> Tasks to perform:
A - In the excerpt about Zweig, how many copies of Jeremiah sold immediately after it was published as a book?
B - Transcribe the excerpt about Zweig from "Zweig knew that" to "in neutral Switzerland.".
C - Continue the excerpt about Zweig from where it stops.

> Extract:
******
Until the autumn of 1916, he lived with Frederika in Kalksburg and went from there to work at the War Archive. After returning from work, he sat at his desk and wrote the play Jeremiah. In it, the Old Testament prophet warns the King of the Jews not to go to war with Nebuchadnezzar, as this will mean the fall of Jerusalem. The King of Judah does not listen to the advice, Jerusalem falls, but hope still remains for the defeated, overcoming all suffering and defeat, because the victors are corrupted by power.
When this 1917 Easter play was published in book form, Zweig was sure that it would meet with fierce resistance. But the opposite happened. 20,000 copies were sold immediately, a great success for a play published as a book. What happened? The war had been going on for two and a half years and the blood toll on the battlefield had dampened people’s enthusiasm. Now they saw the war with different eyes. The country had been divided by a rift. On the one side were the soldiers bleeding in the trenches, on the other those who stayed at home, went to the theatres and still earned from the misery of others.
The Front and the Home Front were increasingly at odds with each other. People knew that some had made their fortunes through war contracts, while farmers and workers were being forced into the firing trenches. Daily necessities were becoming more and more expensive and food more scarce, thanks to the multitude of middlemen. One million Austrian soldiers were already dead. People were increasingly suspicious of money that was losing its value, of generals who were losing battles, of newspapers that lied.
Zweig knew that he would not be able to stage the play, so he was pleased to be asked by the director of the State Theatre in Zurich, who was willing to stage it and invited him to the premiere performance. He was given permission to leave Austria and in mid-November 1917 he and Friderike crossed the Swiss border at Buchs. The new Austrian Emperor Charles, who saw that the monarchy was collapsing, was trying to make a separatist peace and it was therefore in line with his political concept to allow the pacifist Zweig to present Austrian culture in neutral Switzerland.
It is hard to imagine what it meant then to move from a closed, exhausted and famine-ridden Austria to a neutral Switzerland. It was only a few minutes’ drive from the Austrian border post at Feldkirchen to Buchs in Switzerland. Zweig stepped off the train, stood in front of a well-stocked buffet full of things he had almost forgotten existed, and marvelled that oranges, bananas, chocolate, ham, bread and meat could be bought without food stamps. There were French and British newspapers in the newsagent’s, as well as German ones, and you could buy them without being fined.
******
> Data listing:
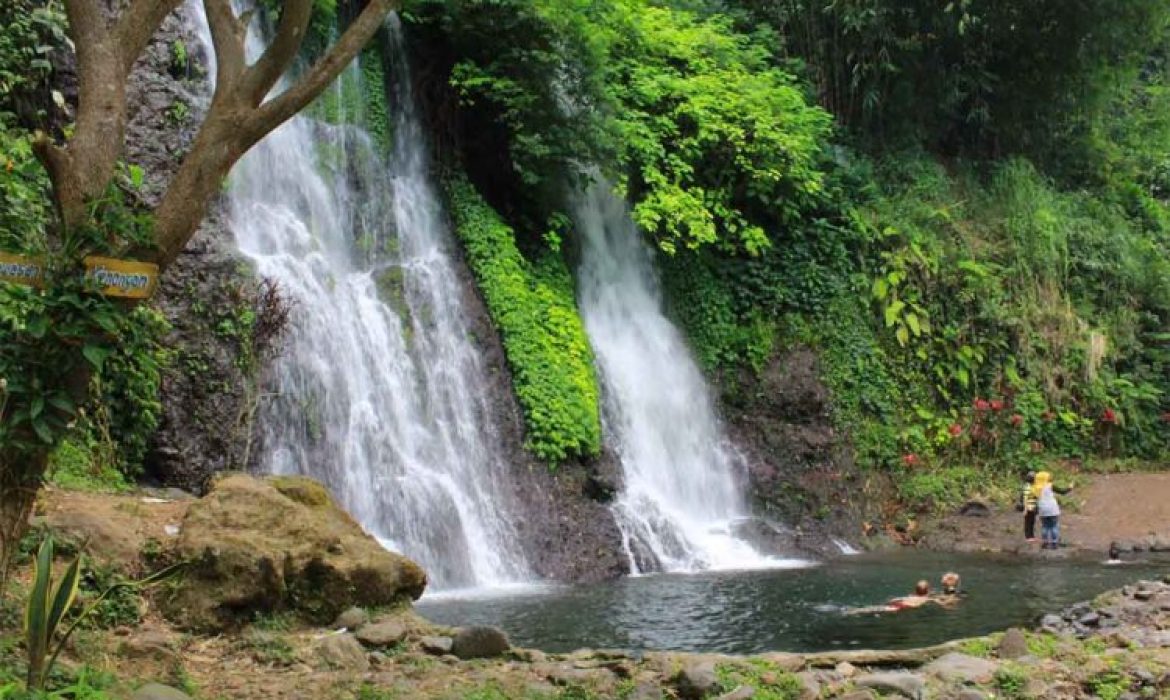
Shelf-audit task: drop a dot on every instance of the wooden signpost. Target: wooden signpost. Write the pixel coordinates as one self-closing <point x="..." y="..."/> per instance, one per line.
<point x="125" y="279"/>
<point x="21" y="269"/>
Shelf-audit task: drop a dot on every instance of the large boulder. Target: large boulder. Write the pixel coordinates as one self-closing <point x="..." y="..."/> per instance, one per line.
<point x="280" y="544"/>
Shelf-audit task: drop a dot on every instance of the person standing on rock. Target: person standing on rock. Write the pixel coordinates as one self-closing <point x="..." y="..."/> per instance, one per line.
<point x="1027" y="505"/>
<point x="1048" y="509"/>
******
> Responses by task:
A - 20,000 copies.

B -
Zweig knew that he would not be able to stage the play, so he was pleased to be asked by the director of the State Theatre in Zurich, who was willing to stage it and invited him to the premiere performance. He was given permission to leave Austria and in mid-November 1917 he and Friderike crossed the Swiss border at Buchs. The new Austrian Emperor Charles, who saw that the monarchy was collapsing, was trying to make a separatist peace and it was therefore in line with his political concept to allow the pacifist Zweig to present Austrian culture in neutral Switzerland.

C -
First, he took the train to Geneva and met the French writer Romain Rolland, whom he had met in Paris and with whom he shared common European values. The inter-European wars seemed absurd to both of them, and they both resisted the urge to start hating other nations on command. Zweig knew that neither side of the government looked kindly on the meeting of two nations at war with each other, and he also knew that spies were following him.
So he decided to make an unusual move. He made no secret of the fact that he was visiting Rolland, staying in a hotel under his own name, and they walked the streets and sat in cafés in public. In Switzerland, Zweig and Friderika met many intellectuals and artists from France, Germany, Belgium and England who were considered pioneers of the new Europe; Henri Guilbeaux, Wilhelm Friedmann, Annette Kolb, Herman Hesse, Leonhard Frank. They gathered around the small but independent newspapers La Feuille and Demain.
In February 1918, the play Jeremiah was given its first performance and the newspapers wrote: “Few authors have been so praised after their premiere.” After the Armistice, Zweig decided to return to Austria with Frederika in March 1919, even though he was aware of all he would have to give up. The return to Austria was itself an adventure. It was necessary to dress warmly, as there was no coal in Austria, and to take enough food, as food vouchers had not yet been distributed. In addition, the railway connections were uncertain and the borders of the new Austrian Republic had not yet been drawn.
Zweig stood on the platform of Buchs station in Switzerland, watching the people waiting. He thought that these were not ordinary passengers who were going somewhere. They were well dressed, almost aristocratic. Then a train came from the Austrian side. It was not an ordinary train, dirty, filthy and unsightly. It was a saloon train and stopped slowly at the station. The crowd at the station cheered and Zweig did not know why. Then, behind the window pane of the parlour car, he saw the last Emperor of Austria, Emperor Karl and Empress Zita, coming into exile after seven hundred years of the Habsburg dynasty. Then the train with the former Emperor moved on.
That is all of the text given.